**ROWS:**
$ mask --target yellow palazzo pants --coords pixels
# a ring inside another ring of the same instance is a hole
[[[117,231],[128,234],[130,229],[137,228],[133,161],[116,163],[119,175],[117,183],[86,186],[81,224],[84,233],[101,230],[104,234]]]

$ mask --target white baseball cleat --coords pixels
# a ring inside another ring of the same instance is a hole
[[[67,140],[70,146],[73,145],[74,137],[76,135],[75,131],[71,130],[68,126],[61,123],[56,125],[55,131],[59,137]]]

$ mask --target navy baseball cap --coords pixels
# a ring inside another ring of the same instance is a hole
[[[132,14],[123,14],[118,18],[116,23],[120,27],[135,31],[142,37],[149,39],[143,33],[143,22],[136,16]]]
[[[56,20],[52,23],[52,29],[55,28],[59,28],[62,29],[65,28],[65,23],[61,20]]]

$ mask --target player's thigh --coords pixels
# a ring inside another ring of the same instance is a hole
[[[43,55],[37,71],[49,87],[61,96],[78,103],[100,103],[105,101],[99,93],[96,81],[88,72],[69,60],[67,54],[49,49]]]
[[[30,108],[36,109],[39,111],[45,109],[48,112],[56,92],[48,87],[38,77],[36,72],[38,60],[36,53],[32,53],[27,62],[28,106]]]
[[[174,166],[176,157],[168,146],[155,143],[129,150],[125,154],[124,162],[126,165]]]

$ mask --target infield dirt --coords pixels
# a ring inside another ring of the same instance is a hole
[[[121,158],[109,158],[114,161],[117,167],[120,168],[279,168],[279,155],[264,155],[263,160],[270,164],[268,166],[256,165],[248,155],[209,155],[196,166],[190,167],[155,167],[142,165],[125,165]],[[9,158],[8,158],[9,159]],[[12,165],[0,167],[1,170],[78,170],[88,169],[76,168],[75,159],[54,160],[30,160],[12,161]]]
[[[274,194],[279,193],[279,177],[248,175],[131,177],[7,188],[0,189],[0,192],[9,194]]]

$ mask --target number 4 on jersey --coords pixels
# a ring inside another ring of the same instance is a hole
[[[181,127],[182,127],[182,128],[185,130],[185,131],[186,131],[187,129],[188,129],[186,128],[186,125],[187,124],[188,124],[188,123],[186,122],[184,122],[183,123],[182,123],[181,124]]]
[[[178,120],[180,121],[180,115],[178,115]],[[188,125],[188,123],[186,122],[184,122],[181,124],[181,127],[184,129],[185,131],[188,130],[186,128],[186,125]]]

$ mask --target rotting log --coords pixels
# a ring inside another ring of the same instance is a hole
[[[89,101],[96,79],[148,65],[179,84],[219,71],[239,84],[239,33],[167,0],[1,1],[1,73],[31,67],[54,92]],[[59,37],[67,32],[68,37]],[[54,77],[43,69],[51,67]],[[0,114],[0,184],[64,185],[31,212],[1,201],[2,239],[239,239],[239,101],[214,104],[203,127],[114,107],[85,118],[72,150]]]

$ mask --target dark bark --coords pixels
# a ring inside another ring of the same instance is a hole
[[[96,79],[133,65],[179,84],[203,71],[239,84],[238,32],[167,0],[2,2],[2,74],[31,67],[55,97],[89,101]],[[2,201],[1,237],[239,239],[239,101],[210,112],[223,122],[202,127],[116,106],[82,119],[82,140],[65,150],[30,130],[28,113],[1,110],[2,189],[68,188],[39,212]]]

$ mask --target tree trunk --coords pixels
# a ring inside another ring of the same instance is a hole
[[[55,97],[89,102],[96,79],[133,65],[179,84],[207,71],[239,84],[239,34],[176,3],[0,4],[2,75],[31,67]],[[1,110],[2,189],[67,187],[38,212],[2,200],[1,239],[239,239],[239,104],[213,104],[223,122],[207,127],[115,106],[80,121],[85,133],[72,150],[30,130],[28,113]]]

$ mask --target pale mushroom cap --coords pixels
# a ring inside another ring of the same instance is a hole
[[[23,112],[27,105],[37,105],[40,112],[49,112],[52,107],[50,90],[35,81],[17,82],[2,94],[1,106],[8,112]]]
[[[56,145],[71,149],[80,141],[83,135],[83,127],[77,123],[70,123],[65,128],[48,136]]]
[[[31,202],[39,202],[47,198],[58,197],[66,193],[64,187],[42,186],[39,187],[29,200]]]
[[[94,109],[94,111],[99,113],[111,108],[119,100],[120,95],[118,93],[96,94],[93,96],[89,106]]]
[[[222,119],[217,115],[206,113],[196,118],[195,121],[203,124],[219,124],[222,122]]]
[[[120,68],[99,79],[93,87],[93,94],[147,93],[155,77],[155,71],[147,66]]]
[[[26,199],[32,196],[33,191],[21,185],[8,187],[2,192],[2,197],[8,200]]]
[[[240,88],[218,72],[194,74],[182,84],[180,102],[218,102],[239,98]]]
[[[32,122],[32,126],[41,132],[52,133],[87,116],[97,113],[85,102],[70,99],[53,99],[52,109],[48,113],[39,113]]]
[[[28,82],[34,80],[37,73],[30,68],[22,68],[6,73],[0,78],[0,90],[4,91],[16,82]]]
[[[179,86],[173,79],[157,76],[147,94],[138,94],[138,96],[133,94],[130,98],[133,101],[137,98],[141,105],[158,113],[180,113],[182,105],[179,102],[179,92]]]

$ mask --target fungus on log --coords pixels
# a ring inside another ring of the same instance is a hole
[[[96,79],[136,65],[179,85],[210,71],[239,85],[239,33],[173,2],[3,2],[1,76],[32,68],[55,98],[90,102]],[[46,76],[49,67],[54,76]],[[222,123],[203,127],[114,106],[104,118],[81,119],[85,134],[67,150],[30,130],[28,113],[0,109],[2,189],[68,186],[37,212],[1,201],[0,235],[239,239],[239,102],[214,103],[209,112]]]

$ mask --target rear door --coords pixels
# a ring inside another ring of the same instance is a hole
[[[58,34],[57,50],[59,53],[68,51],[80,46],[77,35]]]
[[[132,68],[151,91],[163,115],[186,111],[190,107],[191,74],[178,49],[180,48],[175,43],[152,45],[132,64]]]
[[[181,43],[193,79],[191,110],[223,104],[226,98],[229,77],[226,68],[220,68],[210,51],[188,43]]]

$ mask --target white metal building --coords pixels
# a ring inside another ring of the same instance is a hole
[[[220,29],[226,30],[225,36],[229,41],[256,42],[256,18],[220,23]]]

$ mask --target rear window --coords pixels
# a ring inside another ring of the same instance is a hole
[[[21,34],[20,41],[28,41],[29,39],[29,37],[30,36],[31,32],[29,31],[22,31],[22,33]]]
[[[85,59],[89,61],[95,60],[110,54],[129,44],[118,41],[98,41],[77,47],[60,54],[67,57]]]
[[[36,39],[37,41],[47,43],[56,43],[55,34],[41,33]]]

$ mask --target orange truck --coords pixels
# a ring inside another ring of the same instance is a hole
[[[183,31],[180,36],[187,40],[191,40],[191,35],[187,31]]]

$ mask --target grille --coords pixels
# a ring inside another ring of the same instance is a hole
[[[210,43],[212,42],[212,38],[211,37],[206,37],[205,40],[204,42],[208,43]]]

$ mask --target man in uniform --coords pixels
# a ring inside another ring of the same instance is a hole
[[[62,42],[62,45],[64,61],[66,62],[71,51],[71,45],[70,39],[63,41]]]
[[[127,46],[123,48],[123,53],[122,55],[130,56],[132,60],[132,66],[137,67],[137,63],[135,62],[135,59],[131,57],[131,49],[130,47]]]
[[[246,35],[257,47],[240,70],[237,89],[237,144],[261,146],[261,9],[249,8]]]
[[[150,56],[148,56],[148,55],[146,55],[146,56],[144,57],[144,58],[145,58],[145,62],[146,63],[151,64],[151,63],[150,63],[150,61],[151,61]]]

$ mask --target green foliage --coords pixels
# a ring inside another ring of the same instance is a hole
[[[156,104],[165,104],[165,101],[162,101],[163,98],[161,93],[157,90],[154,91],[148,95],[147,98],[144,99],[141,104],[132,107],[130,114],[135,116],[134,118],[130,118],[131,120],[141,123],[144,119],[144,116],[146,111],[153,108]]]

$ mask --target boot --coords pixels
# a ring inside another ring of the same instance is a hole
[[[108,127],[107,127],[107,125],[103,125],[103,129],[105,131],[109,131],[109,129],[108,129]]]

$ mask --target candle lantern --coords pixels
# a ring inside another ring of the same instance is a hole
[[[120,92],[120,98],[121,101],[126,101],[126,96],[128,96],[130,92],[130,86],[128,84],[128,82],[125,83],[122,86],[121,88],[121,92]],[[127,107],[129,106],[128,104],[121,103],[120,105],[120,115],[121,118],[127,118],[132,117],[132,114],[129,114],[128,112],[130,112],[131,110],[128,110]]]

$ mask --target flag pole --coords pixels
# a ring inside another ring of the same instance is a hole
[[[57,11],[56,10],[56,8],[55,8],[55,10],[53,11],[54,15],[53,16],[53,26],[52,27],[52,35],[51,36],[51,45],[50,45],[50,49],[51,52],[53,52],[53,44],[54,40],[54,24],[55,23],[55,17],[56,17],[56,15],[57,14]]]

**GIVEN EXERCISE:** Rewrite the data as a JSON list of strings, one per line with blank lines left out, starting with the line that contains "lantern --coords pixels" and going on through the end of the data.

**FINISHED TASK:**
[
  "$ mask --target candle lantern --coords pixels",
  "# a ring inside another ring of the same instance is a hole",
  "[[[120,92],[120,98],[121,101],[126,101],[126,96],[128,96],[130,92],[130,86],[128,84],[128,82],[125,83],[122,86],[121,88],[121,92]],[[127,107],[129,106],[128,104],[121,103],[120,105],[120,115],[121,118],[127,118],[132,117],[132,114],[129,114],[128,112],[130,112],[131,110],[128,110]]]",
  "$ mask --target flag pole --coords pixels",
  "# a ring inside another ring of the same instance is a hole",
  "[[[57,11],[56,10],[56,8],[55,8],[55,10],[53,11],[54,15],[53,16],[53,26],[52,27],[52,35],[51,36],[51,45],[50,45],[50,49],[51,52],[53,52],[53,44],[54,40],[54,24],[55,23],[55,17],[56,17],[56,15],[57,14]]]"
]